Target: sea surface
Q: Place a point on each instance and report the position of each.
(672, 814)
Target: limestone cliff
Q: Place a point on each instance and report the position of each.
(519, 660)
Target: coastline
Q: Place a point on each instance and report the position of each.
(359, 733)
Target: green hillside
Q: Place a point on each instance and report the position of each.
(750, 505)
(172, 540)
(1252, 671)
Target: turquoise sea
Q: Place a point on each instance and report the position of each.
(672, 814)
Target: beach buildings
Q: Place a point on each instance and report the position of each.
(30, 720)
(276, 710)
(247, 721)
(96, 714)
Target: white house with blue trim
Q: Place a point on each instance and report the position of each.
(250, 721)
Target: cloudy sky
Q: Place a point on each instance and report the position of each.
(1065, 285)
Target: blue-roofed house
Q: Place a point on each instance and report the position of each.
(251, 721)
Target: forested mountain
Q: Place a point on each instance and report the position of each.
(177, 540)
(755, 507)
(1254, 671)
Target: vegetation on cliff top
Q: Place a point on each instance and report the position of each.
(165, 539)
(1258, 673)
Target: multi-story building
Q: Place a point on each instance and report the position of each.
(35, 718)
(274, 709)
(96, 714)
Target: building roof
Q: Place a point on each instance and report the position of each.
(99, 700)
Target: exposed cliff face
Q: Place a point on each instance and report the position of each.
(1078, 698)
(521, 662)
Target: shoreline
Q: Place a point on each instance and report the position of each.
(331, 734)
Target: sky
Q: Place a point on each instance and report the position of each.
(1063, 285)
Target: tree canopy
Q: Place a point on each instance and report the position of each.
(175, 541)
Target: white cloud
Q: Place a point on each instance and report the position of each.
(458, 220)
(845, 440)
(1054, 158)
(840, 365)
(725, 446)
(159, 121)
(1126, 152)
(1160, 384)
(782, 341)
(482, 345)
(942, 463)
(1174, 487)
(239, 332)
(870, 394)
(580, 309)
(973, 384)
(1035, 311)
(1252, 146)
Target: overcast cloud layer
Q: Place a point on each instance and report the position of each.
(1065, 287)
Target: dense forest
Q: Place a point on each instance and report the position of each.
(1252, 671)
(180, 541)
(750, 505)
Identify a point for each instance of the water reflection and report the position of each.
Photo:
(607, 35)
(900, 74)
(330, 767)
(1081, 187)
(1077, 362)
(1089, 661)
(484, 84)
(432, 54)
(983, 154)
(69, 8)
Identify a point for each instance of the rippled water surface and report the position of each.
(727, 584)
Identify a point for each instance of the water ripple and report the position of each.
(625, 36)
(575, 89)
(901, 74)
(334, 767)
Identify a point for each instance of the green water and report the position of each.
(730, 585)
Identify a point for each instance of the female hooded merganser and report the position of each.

——————

__Task objective__. Gather all lines from the listing above in which "blue" occurs.

__Answer to this problem__.
Target: white house with blue trim
Target: blue-roofed house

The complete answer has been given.